:: Given text ::
Sunday, November 27, 2011

China: Arriving

The convention center & hotel
Here I am in a plane, skipping Tuesday. After dozing for more than eight hours, I tried to peek out the window. Outside it's midafternoon, and even at our starting-point it's not so very early in the morning. But the steward makes me shut the windowshade. All the way. Because the other passengers want to sleep.


Should we really pretend it's the wee hours now, when we'll be landing in just 3 hours and it'll be evening already? Shouldn't we accept our night being short and get to work on tomorrow?

Apparently not.

Eventually some brave soul on the other side of the plane, the side with the Himalayas going by, is not told to put her windowshade down, and they start creeping up all over.

There's a lot of empty territory down there in western China. Looks a lot like the US between the Rockies and the Sierras. Not a town for miles. Dry, brown ground, either flat or folded. Then we get into cloud cover, nothing to see at all. About 5 local time there are cities noted on the map and the clouds thin out to a few decorative cumulus, but I can't see much of anything. Roads? Towns? Geological features? It's all hidden by a featureless haze, like the country below is out of focus. Only the occassional riverbank assures me that the in-flight map isn't lying and we're out over the sea.

:: Goal 1 ::
In the China travel post, why does the steward make the writer shut the windowshade?
:: Goal 2 ::
Carry on the China travel post from its last sentence.
The items that follow have no connection to the China travel post.

:: Raw data ::
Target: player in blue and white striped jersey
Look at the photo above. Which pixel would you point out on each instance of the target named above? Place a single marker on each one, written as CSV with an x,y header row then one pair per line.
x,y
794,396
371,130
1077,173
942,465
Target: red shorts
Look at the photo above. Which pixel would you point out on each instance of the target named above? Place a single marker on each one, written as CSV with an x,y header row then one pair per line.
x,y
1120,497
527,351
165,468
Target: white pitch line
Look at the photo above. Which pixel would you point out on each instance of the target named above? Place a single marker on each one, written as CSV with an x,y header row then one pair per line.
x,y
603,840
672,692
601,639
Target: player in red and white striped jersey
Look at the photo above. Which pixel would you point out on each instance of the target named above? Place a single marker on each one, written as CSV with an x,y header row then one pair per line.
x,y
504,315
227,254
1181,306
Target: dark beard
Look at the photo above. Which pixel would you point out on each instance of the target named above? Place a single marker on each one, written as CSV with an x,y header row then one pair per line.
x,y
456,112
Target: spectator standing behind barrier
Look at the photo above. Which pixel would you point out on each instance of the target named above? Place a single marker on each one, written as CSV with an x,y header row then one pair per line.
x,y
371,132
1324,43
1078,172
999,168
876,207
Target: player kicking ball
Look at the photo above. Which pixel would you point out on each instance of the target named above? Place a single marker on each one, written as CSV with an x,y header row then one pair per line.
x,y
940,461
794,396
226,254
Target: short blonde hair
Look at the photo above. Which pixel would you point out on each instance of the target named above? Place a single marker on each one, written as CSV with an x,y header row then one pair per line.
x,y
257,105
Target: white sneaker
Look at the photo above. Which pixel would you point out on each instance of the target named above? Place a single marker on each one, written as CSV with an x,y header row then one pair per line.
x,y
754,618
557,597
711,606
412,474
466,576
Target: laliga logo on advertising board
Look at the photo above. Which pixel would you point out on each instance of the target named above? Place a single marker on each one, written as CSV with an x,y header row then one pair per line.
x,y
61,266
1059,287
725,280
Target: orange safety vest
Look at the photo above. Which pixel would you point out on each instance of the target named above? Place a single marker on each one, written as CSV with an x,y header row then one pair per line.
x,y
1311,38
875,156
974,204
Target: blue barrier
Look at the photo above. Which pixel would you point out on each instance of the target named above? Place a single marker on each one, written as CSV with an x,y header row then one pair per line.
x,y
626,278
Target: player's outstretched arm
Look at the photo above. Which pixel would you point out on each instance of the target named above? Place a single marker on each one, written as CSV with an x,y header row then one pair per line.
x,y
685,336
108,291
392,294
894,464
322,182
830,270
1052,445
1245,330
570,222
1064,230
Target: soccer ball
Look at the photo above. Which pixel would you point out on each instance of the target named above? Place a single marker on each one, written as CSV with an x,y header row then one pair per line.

:: Expected answer 1 ::
The other passengers want to sleep.

:: Expected answer 2 ::
Another hour goes by, and the smog thins and towns become visible in the fading light. There's a very large fire burning on three long fronts somewhere in China. Then it's dark and we're over Guangzhou, a city of some 20 million, and it's amazingly dark down there. Perhaps we're just coming in over a thinner part of the city. The major streets are brightly lit, but the blocks they mark off are nearly dark. We get right over them before noticing whole forests of 10- to 20-story apartment blocks, the light from the windows is so dim. Every once in a while the plane banks and we get a view that's rather like Los Angeles on a smoggy night. Long straight avenues, crowded freeways, blocks and blocks and blocks of buildings.

Even the airport is a lot like LAX, both in the architecture and the crowds and the lines and the balmy temperature outside. The passport line is a lot slower, though. And like LAX, nobody cares what baggage you walk off with. Outside it's a honking traffic jam. Naturally. The people make a tight jam too, trying to get their baggage carts through the throng to the curb where drivers are allowed to pause and pick you up. No parking and waiting - they'd be mobbed for that. So we have to wait 20 minutes for our driver to go around again and get back to us. Nice of our colleagues to come pick us up! Everything is quite orderly, really. Just too crowded.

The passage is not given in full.